START DATASET RECORDS
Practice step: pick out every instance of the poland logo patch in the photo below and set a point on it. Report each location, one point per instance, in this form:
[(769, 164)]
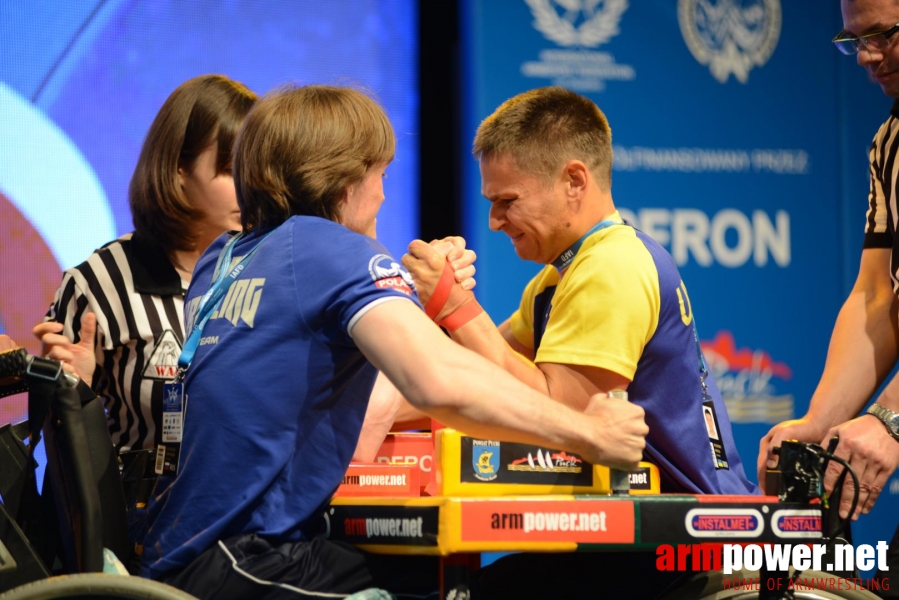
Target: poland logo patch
[(389, 274)]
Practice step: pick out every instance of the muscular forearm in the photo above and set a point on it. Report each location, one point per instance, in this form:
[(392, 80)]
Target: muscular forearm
[(863, 349), (481, 336), (462, 390)]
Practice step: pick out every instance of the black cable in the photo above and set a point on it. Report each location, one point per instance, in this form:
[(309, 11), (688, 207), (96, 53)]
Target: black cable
[(846, 469), (40, 88)]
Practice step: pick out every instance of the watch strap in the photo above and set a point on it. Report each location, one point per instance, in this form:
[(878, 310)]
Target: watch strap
[(889, 418)]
END DATASET RECORDS
_PROBLEM TO WORK ON_
Using the entries above, repeat exactly the lines from the one with "[(769, 164)]" to the one with "[(878, 310)]", both included, and leave the pictures behind.

_EXPECTED ANSWER_
[(769, 164)]
Target: poland logo patch
[(389, 274)]
Practice step: pick out every instance of the muscular forearm in the photo above and set a point on it. Report each location, one point per instance, in this form:
[(392, 80)]
Target: muscular forearm
[(863, 349), (481, 336), (462, 390)]
Practice step: pick out every instance of the black cable in the photo above and set a point on it. Report each location, one point per instance, in this form:
[(309, 11), (688, 207), (96, 53)]
Target: black cable
[(846, 469), (40, 88)]
Practice step: pick out every instance of the watch strap in the photo above and set a point on it. Report each location, one point per instance, in this form:
[(878, 310)]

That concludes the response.